Subject: kern/23095: uvm_swapout_threads swapout LWPs on other CPU
To: None <gnats-bugs@gnats.netbsd.org>
From: None <chris@pin.lu>
List: netbsd-bugs
Date: 10/08/2003 13:54:49
>Number:         23095
>Category:       kern
>Synopsis:       uvm_swapout_threads swapout LWPs on other CPU
>Confidential:   no
>Severity:       critical
>Priority:       low
>Responsible:    kern-bug-people
>State:          open
>Class:          sw-bug
>Submitter-Id:   net
>Arrival-Date:   Wed Oct 08 11:55:00 UTC 2003
>Closed-Date:
>Last-Modified:
>Originator:     Christian Limpach <chris@pin.lu>
>Release:        NetBSD current as of 2003/08/10
>Organization:
	
>Environment:
MP systems
>Description:

uvm_swapout_threads will swapout LWPs which are running on another CPU:
- uvm_swapout_threads considers LWPs running on another CPU for swapout
  if their l_swtime is high
- uvm_swapout_threads considers LWPs on the runqueue for swapout if their
  l_swtime is high but these LWPs might be running by the time uvm_swapout
  is called

>How-To-Repeat:
A kernel with added debugging output paniced like this:
uvm_swapout(96.1) LSONPROC and l->l_cpu != curcpu()

──────

**SET TASK 1**: Name every field in the email header at the top of the bug report, the lines that come before the ">Number:" line.
**SET TASK 2**: What severity level does the bug report assign to the problem?
**SET TASK 3**: Write the next part of the bug report about uvm_swapout_threads, beginning after its last line.
The items placed after this point bear no relation to the bug report.

**EXTRACTED ENTRIES**:

──────

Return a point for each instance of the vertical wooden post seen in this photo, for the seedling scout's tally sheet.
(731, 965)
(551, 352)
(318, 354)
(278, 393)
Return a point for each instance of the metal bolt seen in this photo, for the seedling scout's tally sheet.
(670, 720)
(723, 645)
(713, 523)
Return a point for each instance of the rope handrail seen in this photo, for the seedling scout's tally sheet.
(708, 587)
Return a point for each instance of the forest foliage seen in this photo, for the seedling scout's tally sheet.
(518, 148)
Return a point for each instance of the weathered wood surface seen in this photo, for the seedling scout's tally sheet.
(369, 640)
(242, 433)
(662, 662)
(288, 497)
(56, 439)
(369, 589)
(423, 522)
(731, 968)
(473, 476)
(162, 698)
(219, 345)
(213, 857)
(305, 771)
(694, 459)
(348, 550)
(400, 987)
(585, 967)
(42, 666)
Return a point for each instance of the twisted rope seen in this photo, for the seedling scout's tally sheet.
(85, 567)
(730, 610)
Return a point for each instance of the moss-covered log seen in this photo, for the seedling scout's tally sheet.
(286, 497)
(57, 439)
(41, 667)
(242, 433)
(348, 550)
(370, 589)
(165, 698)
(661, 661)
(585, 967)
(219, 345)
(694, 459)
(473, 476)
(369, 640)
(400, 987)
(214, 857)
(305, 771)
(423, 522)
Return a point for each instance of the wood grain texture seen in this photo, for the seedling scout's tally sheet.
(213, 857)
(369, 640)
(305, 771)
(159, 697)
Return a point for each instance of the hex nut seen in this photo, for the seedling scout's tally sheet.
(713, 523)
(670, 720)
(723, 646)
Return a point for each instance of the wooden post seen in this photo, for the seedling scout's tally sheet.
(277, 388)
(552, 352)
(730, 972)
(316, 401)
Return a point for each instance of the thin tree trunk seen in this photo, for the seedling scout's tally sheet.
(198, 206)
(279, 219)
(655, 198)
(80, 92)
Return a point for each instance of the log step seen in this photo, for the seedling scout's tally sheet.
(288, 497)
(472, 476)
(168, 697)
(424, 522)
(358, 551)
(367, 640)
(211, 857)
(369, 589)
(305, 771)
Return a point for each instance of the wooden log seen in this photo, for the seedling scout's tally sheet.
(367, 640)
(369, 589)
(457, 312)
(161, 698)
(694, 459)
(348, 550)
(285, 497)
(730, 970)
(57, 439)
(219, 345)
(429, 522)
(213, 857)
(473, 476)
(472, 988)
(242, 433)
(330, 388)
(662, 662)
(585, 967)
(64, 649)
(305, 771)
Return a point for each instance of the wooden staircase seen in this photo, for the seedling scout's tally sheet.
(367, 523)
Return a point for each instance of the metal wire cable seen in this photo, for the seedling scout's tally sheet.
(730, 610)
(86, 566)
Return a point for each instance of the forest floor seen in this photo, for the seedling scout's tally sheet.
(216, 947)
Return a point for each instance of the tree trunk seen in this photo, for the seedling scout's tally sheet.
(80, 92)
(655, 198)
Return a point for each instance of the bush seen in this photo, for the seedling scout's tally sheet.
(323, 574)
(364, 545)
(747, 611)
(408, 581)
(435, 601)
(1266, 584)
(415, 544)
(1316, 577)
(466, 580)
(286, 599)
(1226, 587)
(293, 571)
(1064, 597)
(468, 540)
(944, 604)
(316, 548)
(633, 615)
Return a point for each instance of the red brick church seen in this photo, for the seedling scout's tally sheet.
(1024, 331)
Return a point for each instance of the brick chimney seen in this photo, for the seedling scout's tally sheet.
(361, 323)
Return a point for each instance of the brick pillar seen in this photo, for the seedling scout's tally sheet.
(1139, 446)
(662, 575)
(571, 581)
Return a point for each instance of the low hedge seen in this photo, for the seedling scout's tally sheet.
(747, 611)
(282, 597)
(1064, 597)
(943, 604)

──────

**REPLY 1**: Subject, To, From, List, Date

**REPLY 2**: Critical.

**REPLY 3**:
panic: kernel debugging assertion "l->l_flag & L_INMEM" failed: file
"../../../../arch/i386/i386/trap.c", line 549
Stopped in pid 96.1 (xmms) at   netbsd:cpu_Debugger+0x4:        leave
db{1}>

The added KDASSERT is in the i386 trap handler which uses l->l_addr->u_pcb.

>Fix:
- make uvm_swapout_threads not consider LWPs which are running on another
  CPU

- make uvm_swapout check the status of the LWP it's swapping out before
  doing so:
* This requires moving the cpu_swapout call after checking and updating
  the L_INMEM flag (since the check/update has to be done atomically wrt
  the scheduler lock).
* This in turn requires removing several L_INMEM asserts from code called
  from cpu_swapout.  It might be good to add the asserts to all other
  callers of the changed code.

Caveat:
- there would seem to be a race condition where uvm_swapin and uvm_swapout
  can run concurrently (on MP machines) and end up with the L_INMEM flag
  and the user struct wiring out of sync
- vax pmap_rmproc/rmspace probably needs the same change

Patch:

Index: sys/uvm/uvm_glue.c
===================================================================
RCS file: /cvs/netbsd/src/sys/uvm/uvm_glue.c,v
retrieving revision 1.66
diff -u -r1.66 uvm_glue.c
--- sys/uvm/uvm_glue.c	29 Jun 2003 22:32:50 -0000	1.66
+++ sys/uvm/uvm_glue.c	8 Oct 2003 11:03:28 -0000
@@ -610,8 +610,10 @@
 		if (!swappable(l))
 			continue;
 		switch (l->l_stat) {
-		case LSRUN:
 		case LSONPROC:
+			if (l->l_cpu != curcpu())
+				continue;
+		case LSRUN:
 			if (l->l_swtime > outpri2) {
 				outl2 = l;
 				outpri2 = l->l_swtime;
@@ -674,15 +676,13 @@
 #endif
 
 	/*
-	 * Do any machine-specific actions necessary before swapout.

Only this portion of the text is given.